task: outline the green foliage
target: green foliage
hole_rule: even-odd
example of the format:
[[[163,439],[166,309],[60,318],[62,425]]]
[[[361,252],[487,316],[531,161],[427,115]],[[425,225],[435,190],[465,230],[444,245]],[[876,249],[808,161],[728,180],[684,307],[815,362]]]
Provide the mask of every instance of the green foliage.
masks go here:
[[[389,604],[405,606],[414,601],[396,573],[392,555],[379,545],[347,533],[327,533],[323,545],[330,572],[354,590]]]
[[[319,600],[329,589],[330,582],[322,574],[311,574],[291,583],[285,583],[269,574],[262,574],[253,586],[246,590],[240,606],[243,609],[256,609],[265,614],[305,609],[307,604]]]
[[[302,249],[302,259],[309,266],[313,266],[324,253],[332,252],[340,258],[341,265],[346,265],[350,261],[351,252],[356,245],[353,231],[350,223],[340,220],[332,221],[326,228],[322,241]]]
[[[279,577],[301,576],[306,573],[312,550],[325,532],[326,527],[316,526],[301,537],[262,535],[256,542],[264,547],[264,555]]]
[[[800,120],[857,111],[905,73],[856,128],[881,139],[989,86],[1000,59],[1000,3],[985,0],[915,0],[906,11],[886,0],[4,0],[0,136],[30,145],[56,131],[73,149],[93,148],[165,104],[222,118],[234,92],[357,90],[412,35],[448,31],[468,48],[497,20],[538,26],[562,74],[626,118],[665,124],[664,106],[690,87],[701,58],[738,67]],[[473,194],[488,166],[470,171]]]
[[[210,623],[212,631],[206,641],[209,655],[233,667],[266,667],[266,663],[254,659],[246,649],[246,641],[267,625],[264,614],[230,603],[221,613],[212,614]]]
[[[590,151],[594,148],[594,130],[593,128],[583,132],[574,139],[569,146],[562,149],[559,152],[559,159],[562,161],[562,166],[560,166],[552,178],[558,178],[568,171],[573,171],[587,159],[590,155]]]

(WORK INSTRUCTIONS) Write out the data once more, word for word.

(ANSWER SECTION)
task: outline the green foliage
target: green foliage
hole_rule: even-odd
example of the format:
[[[163,439],[166,309],[60,318],[62,425]]]
[[[361,252],[487,316],[531,161],[427,115]],[[425,225],[435,190],[465,230],[444,245]],[[876,249],[808,161],[728,180],[684,307],[815,362]]]
Provide the mask of every instance of the green foliage.
masks go here:
[[[389,604],[405,606],[414,601],[396,573],[392,555],[379,545],[347,533],[327,533],[323,545],[330,572],[354,590]]]
[[[319,600],[329,589],[330,582],[322,574],[311,574],[291,583],[285,583],[269,574],[262,574],[253,586],[246,590],[240,606],[243,609],[256,609],[265,614],[305,609],[307,604]]]
[[[302,249],[302,259],[309,266],[313,266],[324,253],[332,252],[340,258],[341,265],[346,265],[350,261],[351,252],[356,245],[353,231],[350,223],[340,220],[332,221],[326,228],[322,241]]]
[[[279,577],[301,576],[306,573],[312,550],[325,532],[326,527],[316,526],[301,537],[262,535],[256,542],[264,547],[264,555]]]
[[[800,120],[857,111],[905,73],[856,128],[881,139],[989,86],[1000,59],[1000,3],[985,0],[915,0],[906,11],[886,0],[4,0],[0,136],[30,145],[56,131],[73,149],[93,148],[165,104],[222,118],[234,92],[357,90],[412,35],[448,31],[468,48],[497,20],[538,26],[562,74],[626,118],[665,124],[664,106],[690,87],[701,58],[738,67]],[[473,194],[488,166],[470,171]]]
[[[210,623],[212,631],[206,641],[209,655],[233,667],[266,667],[266,663],[254,659],[246,649],[246,641],[267,625],[264,614],[230,603],[221,613],[212,614]]]
[[[590,151],[594,148],[594,130],[593,128],[583,132],[574,139],[569,146],[562,149],[559,152],[559,159],[562,161],[562,166],[560,166],[552,178],[558,178],[568,171],[573,171],[587,159],[590,155]]]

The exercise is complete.